--- PROBLEM TO WORK ON ---
Copying each record below exactly is the whole task.

--- INFORMATION PROVIDED ---

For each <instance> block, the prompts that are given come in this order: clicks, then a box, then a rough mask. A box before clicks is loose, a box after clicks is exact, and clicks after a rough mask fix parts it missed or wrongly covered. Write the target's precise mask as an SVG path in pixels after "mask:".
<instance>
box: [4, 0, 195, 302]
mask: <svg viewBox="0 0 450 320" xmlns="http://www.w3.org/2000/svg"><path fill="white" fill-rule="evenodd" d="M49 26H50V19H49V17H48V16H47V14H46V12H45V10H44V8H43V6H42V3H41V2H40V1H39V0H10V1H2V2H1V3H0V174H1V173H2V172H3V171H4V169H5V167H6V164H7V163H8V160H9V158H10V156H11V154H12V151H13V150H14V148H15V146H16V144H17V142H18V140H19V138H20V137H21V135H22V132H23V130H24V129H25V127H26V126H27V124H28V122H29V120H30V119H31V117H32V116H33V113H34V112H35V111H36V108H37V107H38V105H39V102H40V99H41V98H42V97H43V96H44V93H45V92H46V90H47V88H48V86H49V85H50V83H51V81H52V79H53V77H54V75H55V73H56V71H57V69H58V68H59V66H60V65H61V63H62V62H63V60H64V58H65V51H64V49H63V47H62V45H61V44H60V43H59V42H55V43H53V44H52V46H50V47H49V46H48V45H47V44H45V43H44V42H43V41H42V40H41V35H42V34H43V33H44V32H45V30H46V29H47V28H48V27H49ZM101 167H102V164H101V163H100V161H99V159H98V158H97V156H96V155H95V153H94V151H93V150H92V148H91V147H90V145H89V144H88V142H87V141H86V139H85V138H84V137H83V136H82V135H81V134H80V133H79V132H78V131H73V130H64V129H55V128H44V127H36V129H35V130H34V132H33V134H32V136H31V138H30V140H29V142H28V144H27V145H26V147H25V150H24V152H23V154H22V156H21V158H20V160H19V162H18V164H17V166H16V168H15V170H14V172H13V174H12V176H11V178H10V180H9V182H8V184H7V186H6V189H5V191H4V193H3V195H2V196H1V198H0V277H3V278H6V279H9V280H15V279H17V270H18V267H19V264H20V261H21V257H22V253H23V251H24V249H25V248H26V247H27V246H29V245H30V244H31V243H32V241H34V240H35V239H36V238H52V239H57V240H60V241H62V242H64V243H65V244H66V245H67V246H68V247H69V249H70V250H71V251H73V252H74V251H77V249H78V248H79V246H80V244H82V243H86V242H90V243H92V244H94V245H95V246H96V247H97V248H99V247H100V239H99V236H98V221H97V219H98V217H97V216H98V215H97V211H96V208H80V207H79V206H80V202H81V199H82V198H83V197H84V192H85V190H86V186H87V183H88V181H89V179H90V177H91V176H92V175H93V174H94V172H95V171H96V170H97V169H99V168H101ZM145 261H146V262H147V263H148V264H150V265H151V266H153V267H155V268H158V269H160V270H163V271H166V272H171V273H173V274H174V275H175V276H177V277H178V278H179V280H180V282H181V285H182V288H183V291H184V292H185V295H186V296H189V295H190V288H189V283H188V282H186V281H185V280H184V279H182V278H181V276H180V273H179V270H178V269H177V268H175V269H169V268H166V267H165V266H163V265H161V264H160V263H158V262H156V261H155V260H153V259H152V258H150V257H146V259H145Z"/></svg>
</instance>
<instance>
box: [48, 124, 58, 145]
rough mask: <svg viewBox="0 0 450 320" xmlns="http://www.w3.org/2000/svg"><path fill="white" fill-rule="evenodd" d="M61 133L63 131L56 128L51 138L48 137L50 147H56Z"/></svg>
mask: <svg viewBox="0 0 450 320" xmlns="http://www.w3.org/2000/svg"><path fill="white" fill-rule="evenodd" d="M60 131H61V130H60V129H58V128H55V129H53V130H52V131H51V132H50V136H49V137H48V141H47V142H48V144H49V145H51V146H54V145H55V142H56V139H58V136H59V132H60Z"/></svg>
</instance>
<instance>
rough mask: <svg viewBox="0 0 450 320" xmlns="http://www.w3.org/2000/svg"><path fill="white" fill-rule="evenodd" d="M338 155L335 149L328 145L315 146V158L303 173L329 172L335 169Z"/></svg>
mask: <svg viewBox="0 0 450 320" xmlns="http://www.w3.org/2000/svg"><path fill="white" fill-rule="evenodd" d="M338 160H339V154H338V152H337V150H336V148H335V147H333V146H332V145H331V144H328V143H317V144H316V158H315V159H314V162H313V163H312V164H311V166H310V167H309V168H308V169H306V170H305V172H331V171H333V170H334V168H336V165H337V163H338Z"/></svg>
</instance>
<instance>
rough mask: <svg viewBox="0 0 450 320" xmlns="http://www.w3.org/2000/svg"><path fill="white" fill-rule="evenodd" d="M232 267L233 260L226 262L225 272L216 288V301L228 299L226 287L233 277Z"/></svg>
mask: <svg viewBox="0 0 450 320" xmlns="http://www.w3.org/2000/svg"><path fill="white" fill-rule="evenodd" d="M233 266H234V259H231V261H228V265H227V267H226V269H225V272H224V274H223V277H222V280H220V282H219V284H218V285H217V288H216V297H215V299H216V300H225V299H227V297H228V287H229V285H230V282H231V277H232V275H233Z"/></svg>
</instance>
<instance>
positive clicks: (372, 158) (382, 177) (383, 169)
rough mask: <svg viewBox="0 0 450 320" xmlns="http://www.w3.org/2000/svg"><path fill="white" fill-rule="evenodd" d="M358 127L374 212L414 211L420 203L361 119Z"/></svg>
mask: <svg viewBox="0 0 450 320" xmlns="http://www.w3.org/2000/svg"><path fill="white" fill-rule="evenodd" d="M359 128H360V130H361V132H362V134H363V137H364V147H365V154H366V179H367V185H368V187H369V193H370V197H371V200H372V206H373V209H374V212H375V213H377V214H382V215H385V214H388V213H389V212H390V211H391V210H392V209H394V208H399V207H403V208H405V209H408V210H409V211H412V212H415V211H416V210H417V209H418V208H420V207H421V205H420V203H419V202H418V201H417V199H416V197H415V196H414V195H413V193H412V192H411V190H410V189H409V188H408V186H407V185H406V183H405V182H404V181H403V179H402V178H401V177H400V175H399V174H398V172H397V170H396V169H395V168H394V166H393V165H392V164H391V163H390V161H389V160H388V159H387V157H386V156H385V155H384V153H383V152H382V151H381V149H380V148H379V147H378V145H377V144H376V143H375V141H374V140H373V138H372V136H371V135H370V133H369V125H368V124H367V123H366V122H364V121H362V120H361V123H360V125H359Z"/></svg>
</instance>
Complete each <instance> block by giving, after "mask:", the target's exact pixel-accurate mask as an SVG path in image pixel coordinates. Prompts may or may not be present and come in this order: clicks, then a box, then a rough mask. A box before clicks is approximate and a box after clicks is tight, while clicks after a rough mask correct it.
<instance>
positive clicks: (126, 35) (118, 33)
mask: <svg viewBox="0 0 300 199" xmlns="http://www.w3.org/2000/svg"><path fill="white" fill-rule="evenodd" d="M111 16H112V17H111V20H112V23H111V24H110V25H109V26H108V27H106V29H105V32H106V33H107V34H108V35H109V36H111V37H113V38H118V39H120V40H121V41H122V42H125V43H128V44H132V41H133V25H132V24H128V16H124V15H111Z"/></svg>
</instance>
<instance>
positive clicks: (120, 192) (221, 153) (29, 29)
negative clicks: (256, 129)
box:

--- SOLUTION TO THIS TASK ---
For each <instance> block, the prompts that are given come in this order: clicks, then a box, then a rough mask. A box before clicks is loose, a box after clicks is exact, and clicks after a rough mask fix parts it missed or wrongly covered. Write the target's precise mask as an SVG path in pixels after "mask:".
<instance>
box: [4, 0, 195, 302]
mask: <svg viewBox="0 0 450 320" xmlns="http://www.w3.org/2000/svg"><path fill="white" fill-rule="evenodd" d="M49 26H50V19H49V17H48V16H47V14H46V12H45V10H44V8H43V6H42V3H41V2H40V1H39V0H10V1H2V2H1V3H0V174H1V173H2V172H3V171H4V169H5V167H6V164H7V163H8V160H9V158H10V156H11V154H12V151H13V150H14V148H15V146H16V144H17V142H18V140H19V138H20V137H21V135H22V132H23V130H24V129H25V127H26V126H27V124H28V122H29V120H30V119H31V117H32V116H33V113H34V112H35V111H36V108H37V107H38V105H39V102H40V99H41V98H42V97H43V96H44V93H45V92H46V90H47V88H48V86H49V85H50V83H51V81H52V79H53V77H54V75H55V73H56V71H57V69H58V68H59V66H60V65H61V63H62V62H63V60H64V58H65V51H64V49H63V47H62V45H61V44H60V43H59V42H55V43H53V44H52V46H50V47H49V46H48V45H47V44H45V43H44V42H43V41H42V40H41V35H42V34H43V33H44V32H45V30H46V29H47V28H48V27H49ZM101 167H102V164H101V163H100V161H99V159H98V158H97V156H96V155H95V153H94V151H93V150H92V148H91V147H90V145H89V144H88V142H87V141H86V139H85V138H84V137H83V136H82V135H81V134H80V133H79V132H78V131H73V130H64V129H55V128H44V127H36V129H35V130H34V132H33V134H32V136H31V138H30V140H29V142H28V144H27V145H26V147H25V150H24V152H23V154H22V156H21V158H20V160H19V162H18V164H17V166H16V168H15V170H14V172H13V174H12V176H11V178H10V180H9V182H8V184H7V186H6V189H5V191H4V193H3V195H2V196H1V198H0V277H3V278H6V279H9V280H15V279H17V270H18V267H19V264H20V261H21V257H22V253H23V251H24V249H25V248H26V247H27V246H29V245H30V244H31V243H32V241H34V240H35V239H36V238H52V239H57V240H60V241H62V242H64V243H65V244H66V245H67V246H68V247H69V249H70V250H71V251H73V252H74V251H77V249H78V248H79V246H80V244H82V243H86V242H90V243H92V244H94V245H95V246H96V247H97V248H99V247H100V239H99V236H98V221H97V219H98V217H97V216H98V215H97V211H96V208H80V207H79V206H80V202H81V199H82V198H83V197H84V192H85V190H86V186H87V183H88V181H89V179H90V177H91V176H92V175H93V174H94V172H95V171H96V170H97V169H99V168H101ZM145 261H146V262H147V263H148V264H150V265H151V266H153V267H155V268H158V269H160V270H163V271H166V272H171V273H173V274H174V275H175V276H177V277H178V278H179V280H180V282H181V285H182V288H183V291H184V292H185V295H186V296H189V295H190V288H189V283H188V282H186V281H185V280H184V279H182V278H181V276H180V273H179V270H178V269H177V268H175V269H169V268H166V267H165V266H163V265H161V264H160V263H158V262H156V261H155V260H153V259H152V258H150V257H146V259H145Z"/></svg>
</instance>
<instance>
box: [48, 124, 58, 145]
rough mask: <svg viewBox="0 0 450 320" xmlns="http://www.w3.org/2000/svg"><path fill="white" fill-rule="evenodd" d="M61 133L63 131L56 128L51 138L48 137L50 147H56Z"/></svg>
mask: <svg viewBox="0 0 450 320" xmlns="http://www.w3.org/2000/svg"><path fill="white" fill-rule="evenodd" d="M60 131H61V130H60V129H58V128H55V129H53V130H52V131H51V132H50V136H49V137H48V141H47V142H48V144H49V145H51V146H54V145H55V142H56V139H58V136H59V132H60Z"/></svg>
</instance>
<instance>
rough mask: <svg viewBox="0 0 450 320" xmlns="http://www.w3.org/2000/svg"><path fill="white" fill-rule="evenodd" d="M338 155L335 149L328 145L315 146V158L303 173L329 172L335 169Z"/></svg>
mask: <svg viewBox="0 0 450 320" xmlns="http://www.w3.org/2000/svg"><path fill="white" fill-rule="evenodd" d="M338 160H339V154H338V152H337V150H336V148H335V147H333V146H332V145H331V144H328V143H317V144H316V158H315V159H314V162H313V163H312V164H311V166H310V167H309V168H308V169H306V170H305V172H331V171H333V170H334V168H336V165H337V163H338Z"/></svg>
</instance>
<instance>
rough mask: <svg viewBox="0 0 450 320" xmlns="http://www.w3.org/2000/svg"><path fill="white" fill-rule="evenodd" d="M232 267L233 260L226 262L225 272L216 288V301L228 299L226 287L233 277Z"/></svg>
mask: <svg viewBox="0 0 450 320" xmlns="http://www.w3.org/2000/svg"><path fill="white" fill-rule="evenodd" d="M233 266H234V259H231V261H228V265H227V267H226V269H225V272H224V274H223V277H222V280H220V282H219V284H218V285H217V288H216V297H215V299H216V300H225V299H227V297H228V287H229V285H230V282H231V277H232V275H233Z"/></svg>
</instance>
<instance>
positive clicks: (372, 158) (382, 177) (383, 169)
rough mask: <svg viewBox="0 0 450 320" xmlns="http://www.w3.org/2000/svg"><path fill="white" fill-rule="evenodd" d="M358 127L374 212L414 211L420 203L361 119Z"/></svg>
mask: <svg viewBox="0 0 450 320" xmlns="http://www.w3.org/2000/svg"><path fill="white" fill-rule="evenodd" d="M359 128H360V130H361V132H362V134H363V137H364V147H365V154H366V179H367V185H368V187H369V193H370V197H371V200H372V206H373V209H374V212H375V213H377V214H382V215H385V214H388V213H389V212H390V211H391V210H392V209H394V208H399V207H403V208H405V209H408V210H409V211H412V212H415V211H416V210H417V209H418V208H420V207H421V205H420V203H419V202H418V201H417V199H416V197H415V196H414V195H413V193H412V192H411V190H410V189H409V188H408V186H407V185H406V183H405V182H404V181H403V179H402V178H401V177H400V175H399V174H398V172H397V170H396V169H395V168H394V166H393V165H392V164H391V163H390V161H389V160H388V159H387V157H386V156H385V155H384V153H383V152H382V151H381V149H380V148H379V147H378V145H377V144H376V143H375V141H374V140H373V138H372V136H371V135H370V133H369V125H368V124H367V123H366V122H364V121H362V120H361V123H360V125H359Z"/></svg>
</instance>
Complete each <instance> block by giving, after "mask:", the target's exact pixel-accurate mask as an SVG path in image pixel coordinates. Prompts may or may not be present and come in this order: clicks, then a box, then a rough mask. A box before clicks is approximate and a box after clicks is tight, while clicks after a rough mask correct it.
<instance>
positive clicks: (126, 35) (118, 33)
mask: <svg viewBox="0 0 300 199" xmlns="http://www.w3.org/2000/svg"><path fill="white" fill-rule="evenodd" d="M111 16H112V17H111V20H112V23H111V24H110V25H109V26H108V27H106V29H105V32H106V33H107V34H108V35H109V36H111V37H113V38H118V39H120V40H121V41H122V42H125V43H128V44H132V41H133V25H132V24H128V16H124V15H111Z"/></svg>
</instance>
<instance>
positive clicks: (120, 192) (221, 153) (29, 29)
negative clicks: (256, 129)
box:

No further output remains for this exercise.